- [TEXT PASSAGE]:
To Write a Wrong | Cover Story | Salt Lake City Weekly

April 29, 2015 News » Cover Story

To Write a Wrong 

The Raise Your Pen group wants to rewrite the tragic story of Siale Angilau

Pin It
Favorite
header.jpg

On April 21, 2014, convicted Tongan Crip gang member Siale Angilau began his federal racketeering trial by lunging at a witness testifying against him. He was armed with a pen. He was stopped in his tracks by four bullets fired by a deputy U.S. marshal. Twenty-five-year-old Angilau later succumbed to these wounds. Within hours, his name took on a life of its own, garnering the typical breathless, frantically breaking coverage from local TV and print media, as well as from outlets such as CNN and even England's Daily Mail.

Locally, one daily newspaper initially identified Angilau as "a get for law enforcement"—essentially a prime arrest for the good guys. Another account quoted a witness to the shooting—and a family relation to one of Angilau's robbery victims—who told reporters that his being shot in front of his mother was a sad turn of events, but "obviously, he has no heart." Another local publication noted Angilau's tragic turn from an all-region football player at East High School in 2005 to an incarcerated gang member a few years later. That article quoted a woman set to testify about how, in 2002, a then-14-year-old Angilau punched her in the face while stealing cigarettes from a 7-Eleven. The woman's epitaph of Angilau, the teenage career criminal, was simple: "He wasn't going to change. He just got worse."

On Salt Lake City's west side, the close-knit and insular Polynesian community lives in a tradition born of the islands. But here in the Rocky Mountains, many live on a cultural island, seemingly apart from others. They revere their elders, the law and the law enforcers. When a youth breaks the law, it brings shame on the elders and silence from loved ones. Shame casts young people away from church, family and friends and into a kind of exile.

Angilau had already been behind bars for seven years, having pleaded guilty to robbery and assault charges in state court, under the impression that he would not be federally charged for the same crimes. During that time, Angilau refused to see visitors and returned letters and packages from family members. In the rare times he talked to family, he told them he just didn't want them to become sad, thinking about him locked up.

The first time in years many of his family members had seen him was the day he was shot and killed.

click to enlarge 2.jpg

Angilau's death—and the reaction to it—is what prompted his sister Tolina Tausinga, along with others, to form the Raise Your Pen Coalition. To Tausinga and other coalition founders, the group's work—to provide a voice for disenfranchised Pacific Islanders—is very personal, in that they refuse to let others write off her brother's legacy simply as that of a violent gangster.

- [LISTED RECORDS]:
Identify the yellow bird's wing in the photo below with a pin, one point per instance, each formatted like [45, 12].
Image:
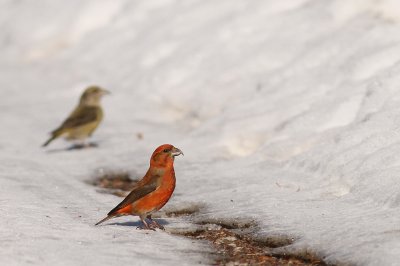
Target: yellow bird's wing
[81, 116]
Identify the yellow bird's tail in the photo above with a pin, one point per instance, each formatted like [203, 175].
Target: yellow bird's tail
[105, 219]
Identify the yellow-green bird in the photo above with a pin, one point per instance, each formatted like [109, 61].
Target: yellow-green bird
[85, 118]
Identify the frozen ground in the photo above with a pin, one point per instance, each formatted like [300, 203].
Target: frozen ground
[288, 113]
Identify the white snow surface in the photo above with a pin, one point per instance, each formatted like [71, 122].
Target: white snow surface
[288, 113]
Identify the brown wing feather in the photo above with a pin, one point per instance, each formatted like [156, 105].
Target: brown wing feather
[81, 116]
[138, 193]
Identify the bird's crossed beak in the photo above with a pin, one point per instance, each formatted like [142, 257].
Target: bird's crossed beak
[176, 152]
[105, 92]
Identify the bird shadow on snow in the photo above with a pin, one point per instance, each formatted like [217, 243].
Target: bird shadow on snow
[138, 223]
[75, 147]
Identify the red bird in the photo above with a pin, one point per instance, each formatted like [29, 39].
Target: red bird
[153, 191]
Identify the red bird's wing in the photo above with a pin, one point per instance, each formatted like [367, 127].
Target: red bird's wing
[137, 193]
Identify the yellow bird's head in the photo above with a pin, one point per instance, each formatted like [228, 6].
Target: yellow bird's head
[92, 95]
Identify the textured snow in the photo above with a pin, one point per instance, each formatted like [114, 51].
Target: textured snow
[287, 112]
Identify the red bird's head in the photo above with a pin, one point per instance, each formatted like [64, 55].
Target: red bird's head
[164, 156]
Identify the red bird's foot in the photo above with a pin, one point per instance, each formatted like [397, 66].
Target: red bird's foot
[145, 228]
[154, 224]
[145, 225]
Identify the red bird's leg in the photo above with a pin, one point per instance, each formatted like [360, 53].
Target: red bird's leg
[145, 224]
[153, 223]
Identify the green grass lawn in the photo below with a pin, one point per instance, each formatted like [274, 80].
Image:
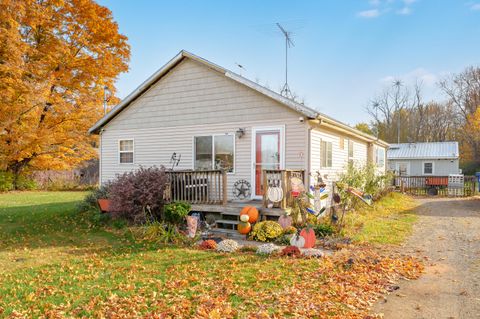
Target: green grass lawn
[389, 221]
[55, 263]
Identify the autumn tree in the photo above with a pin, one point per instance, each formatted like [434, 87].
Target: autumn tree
[56, 56]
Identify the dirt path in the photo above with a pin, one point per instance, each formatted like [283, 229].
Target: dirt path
[448, 234]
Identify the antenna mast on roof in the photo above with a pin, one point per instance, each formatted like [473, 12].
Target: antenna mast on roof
[288, 43]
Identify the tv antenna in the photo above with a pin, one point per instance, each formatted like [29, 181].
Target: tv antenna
[288, 43]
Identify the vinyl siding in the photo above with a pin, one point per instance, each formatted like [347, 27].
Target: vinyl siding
[193, 100]
[339, 155]
[442, 167]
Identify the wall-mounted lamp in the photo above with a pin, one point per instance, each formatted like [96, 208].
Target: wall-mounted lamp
[240, 132]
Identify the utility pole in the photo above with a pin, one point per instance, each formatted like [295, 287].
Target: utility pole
[105, 88]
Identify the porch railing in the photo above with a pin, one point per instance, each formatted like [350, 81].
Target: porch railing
[280, 178]
[435, 185]
[197, 187]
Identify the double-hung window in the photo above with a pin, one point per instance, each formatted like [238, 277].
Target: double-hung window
[380, 157]
[125, 151]
[214, 152]
[427, 168]
[325, 154]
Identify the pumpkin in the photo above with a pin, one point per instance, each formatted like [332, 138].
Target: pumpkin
[297, 241]
[275, 194]
[244, 228]
[309, 235]
[285, 221]
[252, 213]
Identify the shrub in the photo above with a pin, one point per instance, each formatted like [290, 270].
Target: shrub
[266, 231]
[90, 203]
[227, 246]
[6, 181]
[175, 212]
[366, 178]
[267, 249]
[208, 245]
[138, 196]
[323, 230]
[291, 251]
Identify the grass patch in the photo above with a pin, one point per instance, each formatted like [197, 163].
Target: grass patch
[388, 221]
[55, 264]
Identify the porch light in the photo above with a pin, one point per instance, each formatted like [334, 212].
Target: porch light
[240, 132]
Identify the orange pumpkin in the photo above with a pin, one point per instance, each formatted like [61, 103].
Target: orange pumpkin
[309, 235]
[244, 228]
[252, 213]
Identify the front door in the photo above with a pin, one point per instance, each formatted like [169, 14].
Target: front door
[267, 155]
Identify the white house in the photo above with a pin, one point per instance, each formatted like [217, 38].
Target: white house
[212, 118]
[424, 159]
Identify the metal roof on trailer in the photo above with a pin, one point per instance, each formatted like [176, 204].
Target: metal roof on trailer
[433, 150]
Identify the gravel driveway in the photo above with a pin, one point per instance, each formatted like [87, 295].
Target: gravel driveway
[447, 237]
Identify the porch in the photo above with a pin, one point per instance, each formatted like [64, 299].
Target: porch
[208, 193]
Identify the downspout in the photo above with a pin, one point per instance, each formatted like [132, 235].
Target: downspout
[100, 158]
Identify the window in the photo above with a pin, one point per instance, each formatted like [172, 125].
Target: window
[214, 152]
[427, 168]
[125, 151]
[380, 157]
[350, 149]
[325, 154]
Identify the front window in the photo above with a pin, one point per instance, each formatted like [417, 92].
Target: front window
[380, 157]
[125, 150]
[428, 168]
[326, 154]
[214, 152]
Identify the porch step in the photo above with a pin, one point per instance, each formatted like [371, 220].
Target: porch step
[229, 233]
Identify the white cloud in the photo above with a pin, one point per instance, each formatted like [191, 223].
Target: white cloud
[404, 11]
[475, 7]
[373, 13]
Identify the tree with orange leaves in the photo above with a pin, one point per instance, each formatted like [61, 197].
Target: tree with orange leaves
[56, 57]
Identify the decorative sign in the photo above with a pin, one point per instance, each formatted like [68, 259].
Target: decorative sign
[242, 189]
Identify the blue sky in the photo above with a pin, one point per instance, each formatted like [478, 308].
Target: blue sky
[345, 51]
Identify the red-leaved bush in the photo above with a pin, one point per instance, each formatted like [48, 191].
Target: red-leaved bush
[138, 195]
[292, 251]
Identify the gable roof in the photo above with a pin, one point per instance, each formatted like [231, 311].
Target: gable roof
[300, 108]
[433, 150]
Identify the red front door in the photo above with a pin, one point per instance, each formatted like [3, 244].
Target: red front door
[267, 155]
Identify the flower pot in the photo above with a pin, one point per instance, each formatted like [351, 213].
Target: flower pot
[104, 204]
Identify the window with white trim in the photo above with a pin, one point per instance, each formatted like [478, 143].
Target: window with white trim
[214, 152]
[380, 156]
[427, 168]
[125, 151]
[325, 154]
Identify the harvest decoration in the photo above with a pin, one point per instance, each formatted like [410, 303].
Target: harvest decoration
[252, 213]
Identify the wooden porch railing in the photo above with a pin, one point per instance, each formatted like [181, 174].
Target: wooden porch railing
[281, 178]
[198, 187]
[434, 185]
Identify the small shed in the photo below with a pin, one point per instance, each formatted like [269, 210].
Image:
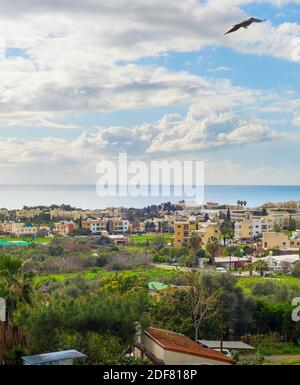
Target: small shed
[230, 345]
[157, 286]
[67, 357]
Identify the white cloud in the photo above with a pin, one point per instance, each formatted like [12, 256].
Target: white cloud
[66, 56]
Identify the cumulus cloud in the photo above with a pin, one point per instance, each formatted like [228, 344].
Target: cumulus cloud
[174, 133]
[71, 56]
[212, 132]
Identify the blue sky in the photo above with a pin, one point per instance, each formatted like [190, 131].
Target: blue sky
[85, 80]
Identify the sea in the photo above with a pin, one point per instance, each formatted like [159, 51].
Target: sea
[86, 197]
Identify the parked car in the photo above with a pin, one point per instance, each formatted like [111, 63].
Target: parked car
[224, 351]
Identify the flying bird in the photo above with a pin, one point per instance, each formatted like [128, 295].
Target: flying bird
[245, 24]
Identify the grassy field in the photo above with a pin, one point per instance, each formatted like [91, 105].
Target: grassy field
[292, 361]
[142, 239]
[38, 240]
[247, 283]
[151, 274]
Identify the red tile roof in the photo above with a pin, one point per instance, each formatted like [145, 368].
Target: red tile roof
[182, 344]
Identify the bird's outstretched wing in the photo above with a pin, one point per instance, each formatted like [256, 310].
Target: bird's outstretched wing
[235, 28]
[254, 20]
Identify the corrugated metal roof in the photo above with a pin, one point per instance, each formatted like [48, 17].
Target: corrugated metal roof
[182, 344]
[157, 286]
[226, 345]
[43, 359]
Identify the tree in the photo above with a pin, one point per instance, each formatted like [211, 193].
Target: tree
[195, 243]
[213, 249]
[292, 224]
[206, 217]
[296, 270]
[277, 228]
[250, 267]
[228, 215]
[18, 283]
[226, 230]
[158, 243]
[203, 302]
[261, 266]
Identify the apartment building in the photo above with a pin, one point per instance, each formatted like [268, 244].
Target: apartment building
[112, 226]
[95, 225]
[184, 229]
[253, 227]
[295, 240]
[18, 229]
[64, 227]
[273, 240]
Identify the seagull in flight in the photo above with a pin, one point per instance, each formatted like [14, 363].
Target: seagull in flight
[245, 24]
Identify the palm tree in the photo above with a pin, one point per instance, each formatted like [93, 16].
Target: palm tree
[213, 249]
[261, 266]
[250, 267]
[18, 283]
[195, 243]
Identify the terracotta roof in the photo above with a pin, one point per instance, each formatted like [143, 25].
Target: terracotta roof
[182, 344]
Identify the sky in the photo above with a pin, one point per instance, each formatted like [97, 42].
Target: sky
[82, 81]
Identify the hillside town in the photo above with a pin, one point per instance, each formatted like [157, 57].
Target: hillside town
[165, 274]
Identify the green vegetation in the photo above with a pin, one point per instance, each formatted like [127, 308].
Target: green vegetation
[86, 293]
[141, 240]
[37, 239]
[97, 273]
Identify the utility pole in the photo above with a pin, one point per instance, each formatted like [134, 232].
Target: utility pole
[2, 329]
[222, 326]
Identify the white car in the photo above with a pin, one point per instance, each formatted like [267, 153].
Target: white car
[224, 351]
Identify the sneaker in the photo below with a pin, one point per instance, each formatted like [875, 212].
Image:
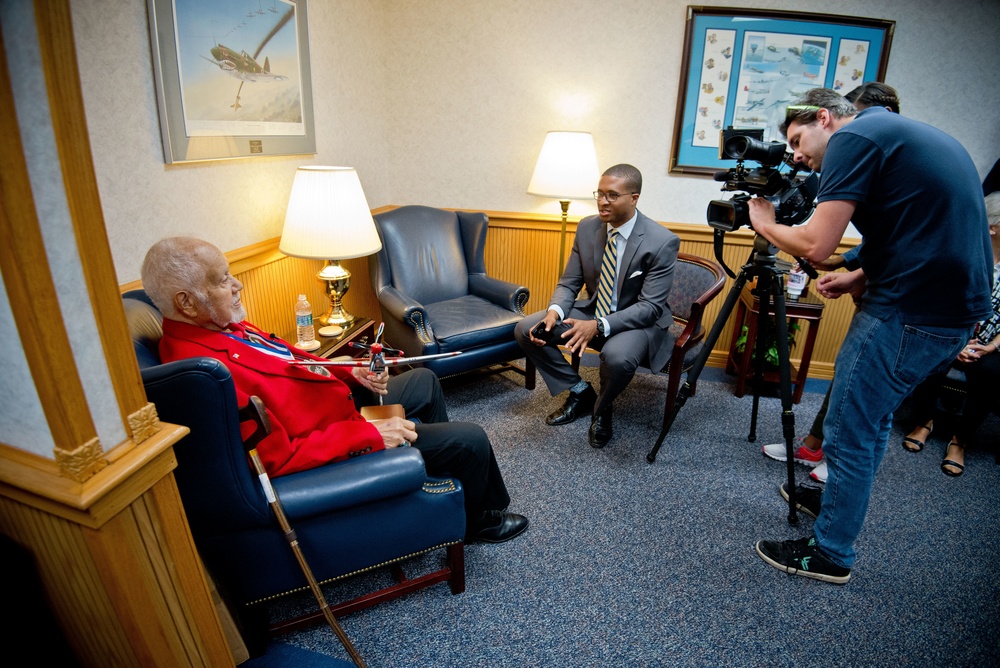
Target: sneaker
[802, 557]
[803, 455]
[807, 498]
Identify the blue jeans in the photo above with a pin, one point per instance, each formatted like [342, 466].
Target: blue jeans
[879, 364]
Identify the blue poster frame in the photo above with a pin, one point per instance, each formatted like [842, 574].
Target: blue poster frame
[689, 156]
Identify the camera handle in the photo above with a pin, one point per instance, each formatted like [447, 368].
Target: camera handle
[770, 290]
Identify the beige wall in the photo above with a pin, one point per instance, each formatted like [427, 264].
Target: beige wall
[446, 103]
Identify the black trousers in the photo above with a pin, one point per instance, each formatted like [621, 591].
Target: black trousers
[982, 378]
[450, 449]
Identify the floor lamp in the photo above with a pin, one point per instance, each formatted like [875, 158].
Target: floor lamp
[566, 170]
[328, 219]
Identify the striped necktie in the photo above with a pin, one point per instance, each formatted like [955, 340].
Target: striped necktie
[607, 283]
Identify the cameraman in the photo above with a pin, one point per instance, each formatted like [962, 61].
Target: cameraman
[914, 194]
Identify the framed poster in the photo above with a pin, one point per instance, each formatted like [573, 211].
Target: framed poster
[232, 79]
[742, 67]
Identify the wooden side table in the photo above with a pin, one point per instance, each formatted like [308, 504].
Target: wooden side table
[808, 308]
[362, 331]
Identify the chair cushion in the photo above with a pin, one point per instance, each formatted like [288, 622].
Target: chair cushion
[470, 322]
[425, 253]
[691, 281]
[145, 325]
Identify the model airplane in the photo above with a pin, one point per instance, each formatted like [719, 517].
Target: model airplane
[377, 356]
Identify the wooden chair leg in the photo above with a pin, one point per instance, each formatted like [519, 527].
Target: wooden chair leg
[456, 564]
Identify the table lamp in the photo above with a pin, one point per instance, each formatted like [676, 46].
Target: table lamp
[566, 170]
[328, 219]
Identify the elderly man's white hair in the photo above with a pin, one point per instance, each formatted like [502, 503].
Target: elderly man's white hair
[171, 265]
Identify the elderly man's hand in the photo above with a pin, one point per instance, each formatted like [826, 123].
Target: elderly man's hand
[377, 384]
[396, 431]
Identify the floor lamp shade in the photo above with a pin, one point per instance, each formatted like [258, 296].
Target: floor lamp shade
[566, 167]
[328, 219]
[328, 216]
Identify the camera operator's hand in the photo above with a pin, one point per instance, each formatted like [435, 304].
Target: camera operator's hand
[831, 263]
[974, 350]
[833, 286]
[761, 214]
[579, 334]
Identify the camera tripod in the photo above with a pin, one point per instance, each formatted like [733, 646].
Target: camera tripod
[770, 289]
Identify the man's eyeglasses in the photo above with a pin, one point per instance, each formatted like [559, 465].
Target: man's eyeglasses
[612, 197]
[792, 108]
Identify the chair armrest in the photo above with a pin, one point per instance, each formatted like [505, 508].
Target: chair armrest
[354, 482]
[502, 293]
[403, 308]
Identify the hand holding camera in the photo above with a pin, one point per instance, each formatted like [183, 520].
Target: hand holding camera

- [TASKS AND EXERCISES]:
1/ Translate this sentence from the Siale Angilau article into Spanish: "Shame casts young people away from church, family and friends and into a kind of exile."
2/ Please continue the article about Siale Angilau and the Raise Your Pen Coalition from its final sentence.

- [WRITTEN ANSWERS]:
1/ La vergüenza aleja a los jóvenes de la iglesia, la familia y los amigos y los arroja a una especie de exilio.

2/
She remembers the brother who got into trouble, made serious mistakes when he was a teenager and deserved an appropriate punishment for those crimes. But she also clings to the memory of her protective little brother—the one with an old soul who acted like the eldest child. The one who made her laugh when, one moment, he would be carrying her kids around like footballs and the next moment would be calling on his siblings to help their parents clean their house. The brother who every Sunday brought groceries to the grandparents of a friend on the street who lived by themselves, and even mowed their lawn.

"He just had a solid heart," Tausinga says.

He was the brother who laughed and played Wrestlemania with his brothers as a kid, and made his sisters scrunch their faces in disgust when he would eat his peanut-butter & jelly sandwiches with ramen noodles. He was the brother who chewed his siblings out for smoking, drinking or sneaking out to parties and who would make certain his friends never used bad language around his sister.

He was the brother they remember who, before his incarceration at 18, desperately wanted his younger brother to not make the same mistakes he had.

In this era of seemingly never-ending police shootings, it is not uncommon to see communities galvanized along color lines and protests organized among citizens who disproportionately find themselves in the crosshairs of police-issued firearms. That phenomenon, however, was relatively unknown to Pacific Islander youth in Utah—until Angilau's death. Right or wrong, his example has now ignited a first in Utah: a Pacific Islander youth-advocacy group challenging the "school-to-prison pipeline" and educating community members about their rights when it comes to the law and those tasked with enforcing it.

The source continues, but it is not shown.